Material provided:
☆ ☆ ☆ ☆

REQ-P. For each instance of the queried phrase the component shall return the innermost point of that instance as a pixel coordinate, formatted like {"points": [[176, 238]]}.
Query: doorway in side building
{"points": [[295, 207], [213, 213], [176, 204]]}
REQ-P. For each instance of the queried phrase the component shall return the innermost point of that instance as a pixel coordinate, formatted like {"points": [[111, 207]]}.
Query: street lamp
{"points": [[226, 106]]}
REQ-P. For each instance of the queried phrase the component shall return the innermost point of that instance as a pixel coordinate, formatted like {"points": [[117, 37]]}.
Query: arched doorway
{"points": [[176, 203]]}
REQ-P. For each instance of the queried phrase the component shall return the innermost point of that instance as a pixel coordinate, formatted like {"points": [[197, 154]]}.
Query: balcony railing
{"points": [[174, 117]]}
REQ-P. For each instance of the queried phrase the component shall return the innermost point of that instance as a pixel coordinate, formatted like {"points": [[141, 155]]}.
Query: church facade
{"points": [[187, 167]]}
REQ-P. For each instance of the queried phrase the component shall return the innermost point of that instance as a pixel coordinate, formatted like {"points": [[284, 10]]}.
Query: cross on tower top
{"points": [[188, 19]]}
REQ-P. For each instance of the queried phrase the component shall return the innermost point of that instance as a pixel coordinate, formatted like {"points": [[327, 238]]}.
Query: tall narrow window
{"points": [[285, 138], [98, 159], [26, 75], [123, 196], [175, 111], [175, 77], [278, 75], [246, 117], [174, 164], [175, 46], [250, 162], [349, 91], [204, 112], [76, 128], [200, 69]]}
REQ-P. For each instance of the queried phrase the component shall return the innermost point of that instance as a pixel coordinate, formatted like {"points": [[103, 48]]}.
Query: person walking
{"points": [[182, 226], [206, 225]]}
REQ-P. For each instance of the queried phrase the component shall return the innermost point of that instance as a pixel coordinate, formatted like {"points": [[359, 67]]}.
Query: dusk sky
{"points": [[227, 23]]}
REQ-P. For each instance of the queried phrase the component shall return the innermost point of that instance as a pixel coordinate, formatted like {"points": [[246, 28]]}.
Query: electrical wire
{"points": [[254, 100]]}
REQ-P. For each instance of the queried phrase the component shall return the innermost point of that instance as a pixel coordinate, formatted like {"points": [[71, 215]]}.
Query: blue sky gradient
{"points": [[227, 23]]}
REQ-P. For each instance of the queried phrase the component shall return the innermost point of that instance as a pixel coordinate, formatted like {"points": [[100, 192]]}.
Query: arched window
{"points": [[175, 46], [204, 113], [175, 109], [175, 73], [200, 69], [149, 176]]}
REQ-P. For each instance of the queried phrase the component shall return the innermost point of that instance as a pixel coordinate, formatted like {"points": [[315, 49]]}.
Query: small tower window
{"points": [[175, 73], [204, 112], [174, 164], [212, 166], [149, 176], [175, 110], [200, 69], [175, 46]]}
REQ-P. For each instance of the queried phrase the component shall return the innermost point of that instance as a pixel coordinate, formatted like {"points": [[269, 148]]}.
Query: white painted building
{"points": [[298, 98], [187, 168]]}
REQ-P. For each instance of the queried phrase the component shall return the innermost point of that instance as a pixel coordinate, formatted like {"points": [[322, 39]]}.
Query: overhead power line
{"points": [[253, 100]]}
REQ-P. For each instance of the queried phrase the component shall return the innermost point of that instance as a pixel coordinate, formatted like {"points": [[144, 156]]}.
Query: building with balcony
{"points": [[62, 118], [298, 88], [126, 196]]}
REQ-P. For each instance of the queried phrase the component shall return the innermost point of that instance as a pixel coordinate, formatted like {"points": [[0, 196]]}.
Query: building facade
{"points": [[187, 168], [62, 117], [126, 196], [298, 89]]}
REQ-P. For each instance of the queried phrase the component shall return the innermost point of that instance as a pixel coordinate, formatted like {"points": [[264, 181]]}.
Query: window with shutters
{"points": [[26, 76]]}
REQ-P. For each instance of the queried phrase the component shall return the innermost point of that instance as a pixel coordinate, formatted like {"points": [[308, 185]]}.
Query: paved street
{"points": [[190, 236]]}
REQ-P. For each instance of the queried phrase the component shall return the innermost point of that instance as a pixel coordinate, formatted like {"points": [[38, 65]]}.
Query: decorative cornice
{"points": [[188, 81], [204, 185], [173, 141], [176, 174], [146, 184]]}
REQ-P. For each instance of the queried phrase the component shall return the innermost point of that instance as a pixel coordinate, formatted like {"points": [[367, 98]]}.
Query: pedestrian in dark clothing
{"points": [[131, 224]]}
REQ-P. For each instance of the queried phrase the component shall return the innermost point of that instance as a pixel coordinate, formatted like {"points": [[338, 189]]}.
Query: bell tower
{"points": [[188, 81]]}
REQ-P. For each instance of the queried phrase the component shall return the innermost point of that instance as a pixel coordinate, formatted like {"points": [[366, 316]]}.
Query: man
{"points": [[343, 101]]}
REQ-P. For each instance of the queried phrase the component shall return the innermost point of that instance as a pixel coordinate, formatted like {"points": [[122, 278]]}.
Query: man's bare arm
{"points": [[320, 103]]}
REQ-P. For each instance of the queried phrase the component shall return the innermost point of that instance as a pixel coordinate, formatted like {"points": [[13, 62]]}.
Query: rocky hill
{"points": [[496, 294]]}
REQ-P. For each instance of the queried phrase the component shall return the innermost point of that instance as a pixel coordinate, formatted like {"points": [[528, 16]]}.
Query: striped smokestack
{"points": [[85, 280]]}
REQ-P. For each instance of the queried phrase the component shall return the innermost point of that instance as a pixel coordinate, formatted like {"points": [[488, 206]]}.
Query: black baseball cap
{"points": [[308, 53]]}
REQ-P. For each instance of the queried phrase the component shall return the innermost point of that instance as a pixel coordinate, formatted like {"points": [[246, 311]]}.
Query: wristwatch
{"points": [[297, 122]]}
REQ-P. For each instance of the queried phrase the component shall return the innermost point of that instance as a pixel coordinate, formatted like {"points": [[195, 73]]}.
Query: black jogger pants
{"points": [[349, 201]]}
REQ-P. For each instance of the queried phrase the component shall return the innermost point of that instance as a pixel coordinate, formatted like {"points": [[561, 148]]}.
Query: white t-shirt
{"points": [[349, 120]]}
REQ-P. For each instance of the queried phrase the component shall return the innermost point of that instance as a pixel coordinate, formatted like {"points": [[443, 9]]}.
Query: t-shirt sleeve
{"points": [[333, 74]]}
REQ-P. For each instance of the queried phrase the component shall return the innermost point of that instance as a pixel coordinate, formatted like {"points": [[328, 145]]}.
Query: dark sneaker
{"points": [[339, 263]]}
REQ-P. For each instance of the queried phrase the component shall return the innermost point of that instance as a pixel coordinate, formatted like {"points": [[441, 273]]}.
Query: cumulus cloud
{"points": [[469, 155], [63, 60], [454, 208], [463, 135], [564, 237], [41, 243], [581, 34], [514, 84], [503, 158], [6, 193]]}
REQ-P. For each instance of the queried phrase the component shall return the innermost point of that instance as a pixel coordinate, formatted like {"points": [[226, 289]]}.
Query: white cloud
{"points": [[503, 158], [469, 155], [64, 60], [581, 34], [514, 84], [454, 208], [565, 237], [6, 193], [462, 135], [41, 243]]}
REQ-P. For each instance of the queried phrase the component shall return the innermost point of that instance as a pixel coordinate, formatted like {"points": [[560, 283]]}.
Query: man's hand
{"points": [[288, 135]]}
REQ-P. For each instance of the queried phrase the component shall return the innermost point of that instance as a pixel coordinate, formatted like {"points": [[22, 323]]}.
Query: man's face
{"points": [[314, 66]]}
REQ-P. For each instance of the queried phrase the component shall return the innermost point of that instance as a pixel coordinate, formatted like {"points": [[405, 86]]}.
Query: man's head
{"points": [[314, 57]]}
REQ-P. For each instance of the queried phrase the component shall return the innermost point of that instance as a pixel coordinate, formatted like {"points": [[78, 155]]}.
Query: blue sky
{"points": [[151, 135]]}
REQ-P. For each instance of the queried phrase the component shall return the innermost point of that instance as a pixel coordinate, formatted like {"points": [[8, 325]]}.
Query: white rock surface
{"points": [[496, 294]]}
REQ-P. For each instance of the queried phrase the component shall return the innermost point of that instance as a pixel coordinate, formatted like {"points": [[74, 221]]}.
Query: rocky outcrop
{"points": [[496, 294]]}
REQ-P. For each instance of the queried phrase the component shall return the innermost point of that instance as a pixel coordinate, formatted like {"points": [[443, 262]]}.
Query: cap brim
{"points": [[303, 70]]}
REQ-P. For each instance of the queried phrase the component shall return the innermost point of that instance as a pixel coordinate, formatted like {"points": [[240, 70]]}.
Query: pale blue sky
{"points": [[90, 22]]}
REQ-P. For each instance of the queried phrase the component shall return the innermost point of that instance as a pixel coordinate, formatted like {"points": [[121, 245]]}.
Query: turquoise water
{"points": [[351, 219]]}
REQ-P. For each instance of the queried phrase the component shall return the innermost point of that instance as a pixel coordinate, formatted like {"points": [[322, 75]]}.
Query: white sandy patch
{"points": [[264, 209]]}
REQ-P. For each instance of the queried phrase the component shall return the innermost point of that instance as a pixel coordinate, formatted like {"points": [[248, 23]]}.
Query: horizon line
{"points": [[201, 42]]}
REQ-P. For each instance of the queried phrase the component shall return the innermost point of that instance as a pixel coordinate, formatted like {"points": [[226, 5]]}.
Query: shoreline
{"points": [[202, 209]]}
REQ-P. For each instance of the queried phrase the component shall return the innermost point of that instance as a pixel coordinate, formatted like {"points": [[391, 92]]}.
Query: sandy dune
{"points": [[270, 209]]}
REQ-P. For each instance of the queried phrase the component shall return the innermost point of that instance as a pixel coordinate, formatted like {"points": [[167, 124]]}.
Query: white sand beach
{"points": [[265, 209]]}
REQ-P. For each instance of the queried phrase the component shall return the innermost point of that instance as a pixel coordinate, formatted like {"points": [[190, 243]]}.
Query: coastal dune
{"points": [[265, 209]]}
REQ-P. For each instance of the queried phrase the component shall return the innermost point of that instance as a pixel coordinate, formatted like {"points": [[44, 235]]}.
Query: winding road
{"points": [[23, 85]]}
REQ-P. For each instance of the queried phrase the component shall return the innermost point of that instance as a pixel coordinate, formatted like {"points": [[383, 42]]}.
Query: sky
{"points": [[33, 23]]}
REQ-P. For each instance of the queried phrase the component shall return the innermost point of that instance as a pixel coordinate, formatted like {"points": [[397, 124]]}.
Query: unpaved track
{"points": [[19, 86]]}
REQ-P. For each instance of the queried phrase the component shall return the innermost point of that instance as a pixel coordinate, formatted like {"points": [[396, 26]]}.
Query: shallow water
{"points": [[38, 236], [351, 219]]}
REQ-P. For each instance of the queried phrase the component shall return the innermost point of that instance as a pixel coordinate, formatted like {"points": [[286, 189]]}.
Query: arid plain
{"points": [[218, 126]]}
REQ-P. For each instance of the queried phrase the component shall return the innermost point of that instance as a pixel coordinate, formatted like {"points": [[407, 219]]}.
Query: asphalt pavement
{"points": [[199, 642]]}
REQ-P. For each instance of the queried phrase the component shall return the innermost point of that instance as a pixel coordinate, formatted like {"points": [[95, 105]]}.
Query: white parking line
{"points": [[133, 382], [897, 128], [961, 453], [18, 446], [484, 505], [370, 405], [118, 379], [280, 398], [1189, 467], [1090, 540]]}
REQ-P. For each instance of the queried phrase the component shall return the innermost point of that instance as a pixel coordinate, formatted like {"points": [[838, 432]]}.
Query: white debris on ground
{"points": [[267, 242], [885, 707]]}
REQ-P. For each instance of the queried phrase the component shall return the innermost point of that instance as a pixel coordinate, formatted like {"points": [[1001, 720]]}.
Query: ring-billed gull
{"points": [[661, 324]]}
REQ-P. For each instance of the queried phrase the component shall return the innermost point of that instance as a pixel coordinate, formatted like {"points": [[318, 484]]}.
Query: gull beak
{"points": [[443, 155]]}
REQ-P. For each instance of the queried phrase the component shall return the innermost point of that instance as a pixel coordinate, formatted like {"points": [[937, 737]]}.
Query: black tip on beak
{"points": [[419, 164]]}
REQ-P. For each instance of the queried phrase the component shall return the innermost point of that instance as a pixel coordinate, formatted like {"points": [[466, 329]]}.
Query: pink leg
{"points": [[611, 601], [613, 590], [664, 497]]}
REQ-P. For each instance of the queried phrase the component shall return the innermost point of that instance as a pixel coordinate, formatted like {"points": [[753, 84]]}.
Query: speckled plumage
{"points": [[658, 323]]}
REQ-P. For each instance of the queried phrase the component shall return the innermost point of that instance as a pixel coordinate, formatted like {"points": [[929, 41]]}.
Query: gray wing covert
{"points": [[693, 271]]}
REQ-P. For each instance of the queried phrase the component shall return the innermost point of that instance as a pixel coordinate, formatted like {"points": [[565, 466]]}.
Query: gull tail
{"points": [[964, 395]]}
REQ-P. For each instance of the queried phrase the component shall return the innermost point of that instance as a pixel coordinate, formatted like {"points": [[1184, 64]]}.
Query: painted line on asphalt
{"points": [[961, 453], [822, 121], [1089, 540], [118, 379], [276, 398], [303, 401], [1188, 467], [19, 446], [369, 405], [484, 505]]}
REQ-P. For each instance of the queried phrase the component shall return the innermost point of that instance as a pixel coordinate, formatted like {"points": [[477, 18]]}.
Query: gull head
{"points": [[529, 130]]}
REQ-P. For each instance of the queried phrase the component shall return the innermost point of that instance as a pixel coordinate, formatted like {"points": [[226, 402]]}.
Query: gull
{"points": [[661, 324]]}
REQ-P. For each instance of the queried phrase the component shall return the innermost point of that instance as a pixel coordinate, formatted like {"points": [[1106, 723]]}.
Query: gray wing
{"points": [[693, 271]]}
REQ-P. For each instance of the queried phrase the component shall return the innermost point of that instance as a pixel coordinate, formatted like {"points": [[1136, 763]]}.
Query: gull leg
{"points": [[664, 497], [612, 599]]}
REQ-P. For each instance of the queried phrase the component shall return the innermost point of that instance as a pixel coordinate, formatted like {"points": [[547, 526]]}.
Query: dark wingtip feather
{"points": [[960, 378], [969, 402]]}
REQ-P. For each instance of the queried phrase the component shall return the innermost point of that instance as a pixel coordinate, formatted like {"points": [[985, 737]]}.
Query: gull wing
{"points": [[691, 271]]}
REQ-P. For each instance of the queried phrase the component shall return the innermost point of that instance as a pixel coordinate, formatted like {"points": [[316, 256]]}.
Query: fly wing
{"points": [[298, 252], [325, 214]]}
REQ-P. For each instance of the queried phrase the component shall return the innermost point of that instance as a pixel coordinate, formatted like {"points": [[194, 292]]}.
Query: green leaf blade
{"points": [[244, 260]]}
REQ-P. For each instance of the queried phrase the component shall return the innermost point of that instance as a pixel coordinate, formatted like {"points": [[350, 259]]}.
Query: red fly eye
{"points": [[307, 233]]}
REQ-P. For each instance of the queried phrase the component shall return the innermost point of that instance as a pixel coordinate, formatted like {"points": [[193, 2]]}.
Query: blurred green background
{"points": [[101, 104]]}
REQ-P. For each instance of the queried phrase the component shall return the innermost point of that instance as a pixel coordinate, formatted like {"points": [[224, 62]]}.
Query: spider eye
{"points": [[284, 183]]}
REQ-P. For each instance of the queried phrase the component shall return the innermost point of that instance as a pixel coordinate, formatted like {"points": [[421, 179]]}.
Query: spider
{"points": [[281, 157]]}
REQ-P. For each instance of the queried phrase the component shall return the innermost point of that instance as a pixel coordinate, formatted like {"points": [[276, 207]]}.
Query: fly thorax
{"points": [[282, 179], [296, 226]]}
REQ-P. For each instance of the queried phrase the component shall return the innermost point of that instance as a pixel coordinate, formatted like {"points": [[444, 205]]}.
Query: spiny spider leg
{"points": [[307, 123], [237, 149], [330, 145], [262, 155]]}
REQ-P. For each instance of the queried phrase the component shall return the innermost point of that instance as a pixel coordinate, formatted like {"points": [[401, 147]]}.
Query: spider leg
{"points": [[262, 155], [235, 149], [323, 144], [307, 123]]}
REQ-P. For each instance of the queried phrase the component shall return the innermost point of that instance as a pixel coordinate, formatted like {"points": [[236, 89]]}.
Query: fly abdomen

☆ ☆ ☆ ☆

Aim:
Locate every line in the items above that contains the string "balcony" and copy each such line in full. Treat the match as case-sensitive.

Response:
Query: balcony railing
Query: building with balcony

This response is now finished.